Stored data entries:
—————
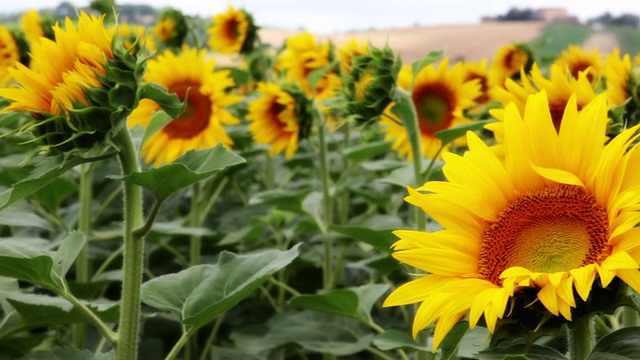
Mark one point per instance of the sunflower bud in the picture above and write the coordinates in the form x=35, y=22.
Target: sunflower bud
x=370, y=83
x=171, y=29
x=280, y=117
x=233, y=31
x=85, y=95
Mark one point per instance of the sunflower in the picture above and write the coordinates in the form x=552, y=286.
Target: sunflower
x=558, y=212
x=617, y=72
x=301, y=56
x=478, y=70
x=232, y=32
x=508, y=63
x=130, y=34
x=192, y=77
x=61, y=70
x=279, y=117
x=440, y=95
x=559, y=88
x=9, y=55
x=577, y=60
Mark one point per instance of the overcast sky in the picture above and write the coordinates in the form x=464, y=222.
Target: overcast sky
x=333, y=16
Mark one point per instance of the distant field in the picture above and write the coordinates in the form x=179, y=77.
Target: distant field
x=557, y=37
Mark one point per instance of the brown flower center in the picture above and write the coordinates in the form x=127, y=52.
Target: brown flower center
x=550, y=230
x=435, y=104
x=196, y=116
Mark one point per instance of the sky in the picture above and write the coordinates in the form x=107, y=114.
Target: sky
x=339, y=16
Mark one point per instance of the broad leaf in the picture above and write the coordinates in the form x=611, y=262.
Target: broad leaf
x=523, y=351
x=201, y=293
x=27, y=264
x=188, y=169
x=313, y=331
x=620, y=344
x=396, y=339
x=448, y=135
x=68, y=252
x=58, y=353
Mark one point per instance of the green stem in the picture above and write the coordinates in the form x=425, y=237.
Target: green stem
x=581, y=337
x=195, y=245
x=133, y=255
x=106, y=332
x=327, y=273
x=186, y=335
x=84, y=225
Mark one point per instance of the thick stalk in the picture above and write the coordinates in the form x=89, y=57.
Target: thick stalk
x=581, y=338
x=128, y=326
x=327, y=271
x=84, y=225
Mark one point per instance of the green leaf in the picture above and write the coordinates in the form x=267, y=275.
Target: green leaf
x=27, y=264
x=366, y=151
x=68, y=252
x=430, y=58
x=396, y=339
x=313, y=331
x=449, y=345
x=380, y=239
x=188, y=169
x=158, y=120
x=340, y=302
x=170, y=103
x=20, y=215
x=42, y=310
x=44, y=173
x=313, y=206
x=448, y=135
x=58, y=353
x=523, y=351
x=620, y=344
x=201, y=293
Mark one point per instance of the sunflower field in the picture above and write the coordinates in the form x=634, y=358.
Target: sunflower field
x=311, y=201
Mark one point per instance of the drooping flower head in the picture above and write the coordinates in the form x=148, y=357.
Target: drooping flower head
x=560, y=87
x=232, y=32
x=34, y=26
x=370, y=83
x=577, y=60
x=194, y=80
x=280, y=117
x=508, y=63
x=554, y=219
x=78, y=88
x=440, y=96
x=478, y=70
x=301, y=56
x=9, y=54
x=171, y=28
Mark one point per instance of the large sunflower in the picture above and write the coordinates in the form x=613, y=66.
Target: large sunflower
x=275, y=119
x=560, y=86
x=9, y=54
x=556, y=213
x=440, y=95
x=189, y=75
x=578, y=60
x=232, y=32
x=63, y=69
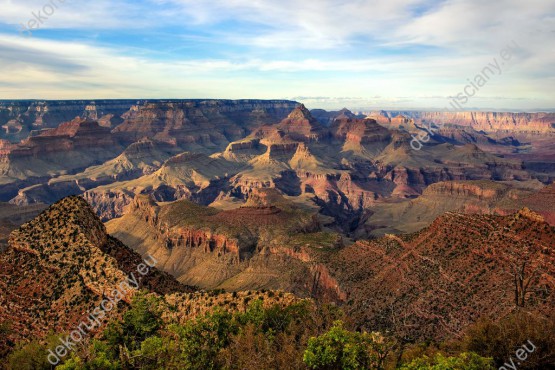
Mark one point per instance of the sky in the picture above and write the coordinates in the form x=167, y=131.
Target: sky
x=360, y=54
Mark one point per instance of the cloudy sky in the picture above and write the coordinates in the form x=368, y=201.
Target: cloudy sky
x=361, y=54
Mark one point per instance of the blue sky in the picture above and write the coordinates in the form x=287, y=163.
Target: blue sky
x=380, y=54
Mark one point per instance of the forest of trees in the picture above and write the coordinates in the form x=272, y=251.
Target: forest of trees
x=299, y=336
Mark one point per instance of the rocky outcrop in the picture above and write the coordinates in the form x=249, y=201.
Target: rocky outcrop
x=108, y=203
x=21, y=118
x=210, y=124
x=489, y=122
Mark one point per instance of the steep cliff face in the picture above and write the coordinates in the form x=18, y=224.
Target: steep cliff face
x=19, y=118
x=206, y=124
x=257, y=246
x=493, y=122
x=61, y=265
x=437, y=282
x=489, y=122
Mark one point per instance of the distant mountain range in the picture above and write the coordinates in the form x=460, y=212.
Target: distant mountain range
x=251, y=195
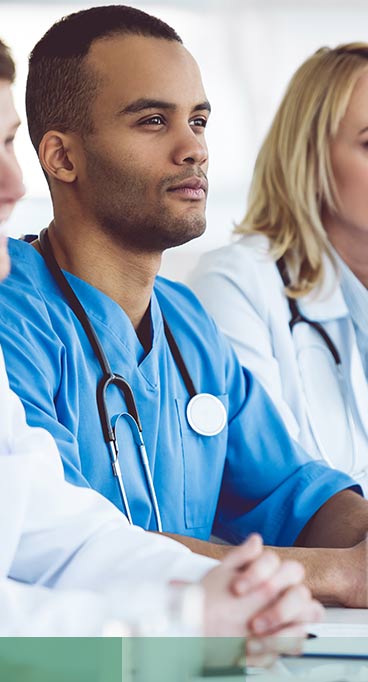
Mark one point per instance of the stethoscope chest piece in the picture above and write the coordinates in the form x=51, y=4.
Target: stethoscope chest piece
x=206, y=414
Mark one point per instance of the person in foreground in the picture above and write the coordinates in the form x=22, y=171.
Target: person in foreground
x=71, y=563
x=303, y=256
x=117, y=111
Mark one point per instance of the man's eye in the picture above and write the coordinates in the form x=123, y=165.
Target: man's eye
x=153, y=121
x=199, y=122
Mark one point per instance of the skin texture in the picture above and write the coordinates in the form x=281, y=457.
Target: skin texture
x=347, y=228
x=155, y=147
x=231, y=604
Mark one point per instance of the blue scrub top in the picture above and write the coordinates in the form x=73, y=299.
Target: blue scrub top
x=250, y=477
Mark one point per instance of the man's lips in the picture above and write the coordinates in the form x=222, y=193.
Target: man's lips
x=190, y=188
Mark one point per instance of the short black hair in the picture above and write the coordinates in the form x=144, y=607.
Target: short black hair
x=59, y=88
x=7, y=66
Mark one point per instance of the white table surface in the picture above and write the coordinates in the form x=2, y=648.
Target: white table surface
x=303, y=669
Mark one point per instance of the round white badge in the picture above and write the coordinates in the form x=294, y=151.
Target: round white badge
x=206, y=414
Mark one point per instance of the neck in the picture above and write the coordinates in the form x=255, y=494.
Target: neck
x=352, y=246
x=126, y=276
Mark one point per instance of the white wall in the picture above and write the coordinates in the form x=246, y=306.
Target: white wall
x=247, y=51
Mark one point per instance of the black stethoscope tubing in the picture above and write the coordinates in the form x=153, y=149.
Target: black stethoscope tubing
x=297, y=316
x=110, y=378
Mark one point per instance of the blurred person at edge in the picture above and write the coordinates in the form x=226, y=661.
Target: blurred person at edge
x=89, y=564
x=303, y=252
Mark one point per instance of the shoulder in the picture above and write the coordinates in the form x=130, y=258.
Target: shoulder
x=23, y=302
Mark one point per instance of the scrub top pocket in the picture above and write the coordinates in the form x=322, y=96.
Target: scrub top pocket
x=203, y=462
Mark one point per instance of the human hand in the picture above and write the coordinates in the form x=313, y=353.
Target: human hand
x=352, y=580
x=252, y=593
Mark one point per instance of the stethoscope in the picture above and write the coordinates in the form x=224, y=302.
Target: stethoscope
x=297, y=317
x=205, y=413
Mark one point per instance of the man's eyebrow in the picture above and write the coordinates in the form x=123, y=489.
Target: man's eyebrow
x=142, y=104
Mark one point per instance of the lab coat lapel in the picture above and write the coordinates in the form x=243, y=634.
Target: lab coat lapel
x=329, y=308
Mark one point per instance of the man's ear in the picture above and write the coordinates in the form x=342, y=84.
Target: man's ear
x=57, y=154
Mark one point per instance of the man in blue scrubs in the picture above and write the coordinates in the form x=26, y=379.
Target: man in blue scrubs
x=117, y=111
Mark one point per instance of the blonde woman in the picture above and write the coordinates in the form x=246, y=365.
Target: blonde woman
x=303, y=257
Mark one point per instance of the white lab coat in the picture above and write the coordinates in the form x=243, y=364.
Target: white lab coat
x=241, y=287
x=69, y=561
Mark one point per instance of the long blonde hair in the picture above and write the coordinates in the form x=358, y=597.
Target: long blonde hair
x=293, y=179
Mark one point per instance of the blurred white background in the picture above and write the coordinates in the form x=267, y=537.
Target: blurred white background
x=247, y=51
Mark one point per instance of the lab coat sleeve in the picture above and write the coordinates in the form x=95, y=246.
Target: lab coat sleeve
x=57, y=535
x=30, y=610
x=34, y=359
x=237, y=287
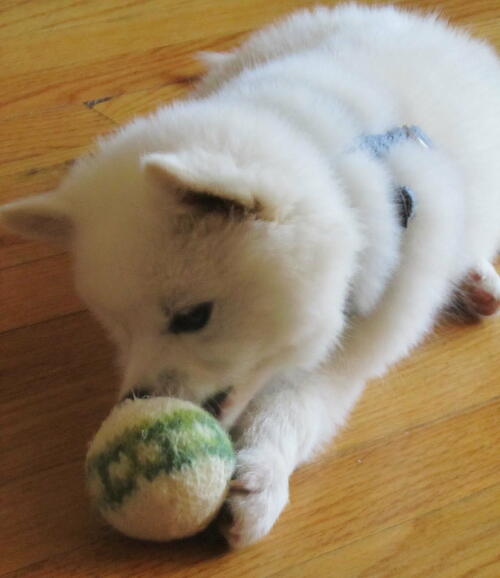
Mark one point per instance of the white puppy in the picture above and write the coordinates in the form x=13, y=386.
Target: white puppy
x=270, y=244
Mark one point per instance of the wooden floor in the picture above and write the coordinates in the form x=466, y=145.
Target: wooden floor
x=410, y=489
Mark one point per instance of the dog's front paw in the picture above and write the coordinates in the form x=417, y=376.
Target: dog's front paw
x=258, y=494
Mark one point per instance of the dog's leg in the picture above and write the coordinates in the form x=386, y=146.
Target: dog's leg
x=283, y=427
x=480, y=290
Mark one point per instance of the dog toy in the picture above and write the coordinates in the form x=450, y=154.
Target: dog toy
x=159, y=468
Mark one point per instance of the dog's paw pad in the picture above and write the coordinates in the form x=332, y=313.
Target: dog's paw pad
x=482, y=289
x=257, y=496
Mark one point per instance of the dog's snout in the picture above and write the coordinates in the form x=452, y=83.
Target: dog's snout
x=138, y=393
x=215, y=403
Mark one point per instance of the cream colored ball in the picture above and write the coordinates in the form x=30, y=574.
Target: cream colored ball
x=159, y=468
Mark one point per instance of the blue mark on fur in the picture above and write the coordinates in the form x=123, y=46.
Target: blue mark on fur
x=381, y=144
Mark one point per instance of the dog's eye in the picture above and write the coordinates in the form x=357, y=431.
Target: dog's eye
x=192, y=319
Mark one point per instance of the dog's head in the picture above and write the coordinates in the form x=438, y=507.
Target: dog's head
x=215, y=250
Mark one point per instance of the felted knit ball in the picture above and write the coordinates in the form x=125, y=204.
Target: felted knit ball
x=159, y=468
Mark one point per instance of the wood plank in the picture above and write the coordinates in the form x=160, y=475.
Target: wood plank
x=37, y=291
x=457, y=368
x=54, y=375
x=334, y=501
x=63, y=81
x=13, y=249
x=66, y=365
x=123, y=108
x=459, y=540
x=42, y=139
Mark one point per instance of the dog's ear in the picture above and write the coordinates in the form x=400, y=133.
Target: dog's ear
x=40, y=217
x=213, y=185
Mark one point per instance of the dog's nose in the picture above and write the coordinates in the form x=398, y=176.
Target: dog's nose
x=138, y=393
x=215, y=403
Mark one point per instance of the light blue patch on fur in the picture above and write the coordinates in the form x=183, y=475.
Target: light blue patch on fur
x=381, y=144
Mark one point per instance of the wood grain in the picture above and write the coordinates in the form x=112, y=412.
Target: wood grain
x=410, y=488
—————
▸ **EXERCISE**
Reproduce, exactly as they stand in the data above, the lines from the one that holds "Target: distant field" to the one that holds "Mark one point per instance of the green stem", inclusive.

▸ **PROBLEM SOLUTION**
Target: distant field
x=557, y=37
Mark one point per instance of the brown flower center in the picture above and write the coordinates in the form x=127, y=52.
Target: brown flower center
x=550, y=230
x=435, y=104
x=196, y=116
Mark one point per instance of the sky in the picture above and write the coordinates in the form x=107, y=114.
Target: sky
x=339, y=16
Mark one point per instance of the broad leaf in the picture above and write the coordinates in the form x=611, y=262.
Target: broad leaf
x=523, y=351
x=201, y=293
x=27, y=264
x=188, y=169
x=313, y=331
x=620, y=344
x=396, y=339
x=448, y=135
x=68, y=252
x=58, y=353
Mark one point per instance of the green stem in the picture above and write the coordinates in the form x=425, y=237.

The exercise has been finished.